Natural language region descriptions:
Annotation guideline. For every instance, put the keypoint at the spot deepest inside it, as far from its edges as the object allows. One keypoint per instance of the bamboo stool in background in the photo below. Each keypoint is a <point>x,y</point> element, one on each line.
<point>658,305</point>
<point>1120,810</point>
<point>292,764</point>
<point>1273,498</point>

...

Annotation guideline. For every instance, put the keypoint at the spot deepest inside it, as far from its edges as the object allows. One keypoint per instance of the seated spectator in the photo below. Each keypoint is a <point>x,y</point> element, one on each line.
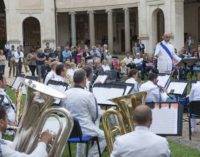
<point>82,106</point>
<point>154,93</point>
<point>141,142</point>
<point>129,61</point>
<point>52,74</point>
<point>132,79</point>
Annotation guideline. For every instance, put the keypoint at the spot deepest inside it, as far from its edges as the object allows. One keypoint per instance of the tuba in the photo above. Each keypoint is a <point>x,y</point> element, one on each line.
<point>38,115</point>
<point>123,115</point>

--

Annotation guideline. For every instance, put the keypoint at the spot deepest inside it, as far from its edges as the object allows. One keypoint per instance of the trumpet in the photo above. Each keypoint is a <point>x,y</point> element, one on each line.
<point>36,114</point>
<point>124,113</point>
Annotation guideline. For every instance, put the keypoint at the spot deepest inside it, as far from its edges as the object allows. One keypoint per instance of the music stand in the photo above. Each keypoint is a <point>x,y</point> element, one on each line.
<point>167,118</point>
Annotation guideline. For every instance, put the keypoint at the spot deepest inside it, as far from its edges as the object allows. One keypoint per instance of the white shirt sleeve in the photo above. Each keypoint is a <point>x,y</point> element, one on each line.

What you should do | Above are the lines; repeat exactly the ones from the line containing "of the music" down to the line containing "of the white", both inclusive.

Response below |
Annotation guideline. For every instance, put the keypoint at the spot deepest inside it, as far from its edges as the object allows. One keypoint per instance of the music stand in the photo above. Each keypoint is a <point>x,y</point> element, one on each line.
<point>167,118</point>
Annotation guideline. For every instance, put the keypoint at the spot deepest inside it, as far from its edges as the object allows. One keypoint per instance of the white shirt sleeve in the photo above. Each keypoint is a <point>x,y</point> element, one on each line.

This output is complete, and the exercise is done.